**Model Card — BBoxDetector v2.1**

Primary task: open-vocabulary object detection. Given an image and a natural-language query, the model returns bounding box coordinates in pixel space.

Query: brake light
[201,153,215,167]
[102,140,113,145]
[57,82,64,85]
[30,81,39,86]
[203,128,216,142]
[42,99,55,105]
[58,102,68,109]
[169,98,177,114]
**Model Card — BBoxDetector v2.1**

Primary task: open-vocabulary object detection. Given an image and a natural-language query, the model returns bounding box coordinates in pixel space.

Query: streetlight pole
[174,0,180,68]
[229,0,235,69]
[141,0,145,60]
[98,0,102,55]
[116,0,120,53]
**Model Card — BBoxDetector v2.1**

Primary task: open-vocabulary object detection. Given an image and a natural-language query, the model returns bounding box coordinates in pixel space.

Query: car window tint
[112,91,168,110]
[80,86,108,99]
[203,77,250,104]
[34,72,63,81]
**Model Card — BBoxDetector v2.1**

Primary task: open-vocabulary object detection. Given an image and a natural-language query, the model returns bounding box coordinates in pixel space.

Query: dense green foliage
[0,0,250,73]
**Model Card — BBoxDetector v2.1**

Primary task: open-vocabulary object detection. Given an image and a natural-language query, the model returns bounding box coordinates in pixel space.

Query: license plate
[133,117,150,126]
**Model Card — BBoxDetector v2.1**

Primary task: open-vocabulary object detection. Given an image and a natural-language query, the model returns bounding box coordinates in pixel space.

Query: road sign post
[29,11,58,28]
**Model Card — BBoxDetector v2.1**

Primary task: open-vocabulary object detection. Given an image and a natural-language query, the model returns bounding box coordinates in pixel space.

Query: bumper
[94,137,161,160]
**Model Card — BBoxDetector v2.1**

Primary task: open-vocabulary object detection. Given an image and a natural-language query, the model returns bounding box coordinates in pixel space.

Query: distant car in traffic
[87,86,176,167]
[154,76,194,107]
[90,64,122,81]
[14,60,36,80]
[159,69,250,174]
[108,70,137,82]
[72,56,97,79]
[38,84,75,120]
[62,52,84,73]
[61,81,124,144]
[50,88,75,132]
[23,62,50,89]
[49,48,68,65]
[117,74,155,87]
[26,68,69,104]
------
Please rescale the lines from the first one through the line containing "[169,98,177,114]", reproducing all of them in full and changing only the bounding box coordinates, each multiplied by 0.45 and rounded to a whole number with halves rounded up. Leave out every line after that one.

» SOLUTION TO THE PROBLEM:
**Model Card — BBoxDetector v2.1**

Primary task: open-vocabulary object detection. Given an image and a natural-language query, the model returns bounding box coordinates in pixel space.

Query: brake light
[90,69,97,75]
[46,63,51,65]
[26,37,29,38]
[14,36,18,39]
[91,58,97,64]
[19,45,25,47]
[26,46,31,49]
[76,44,80,51]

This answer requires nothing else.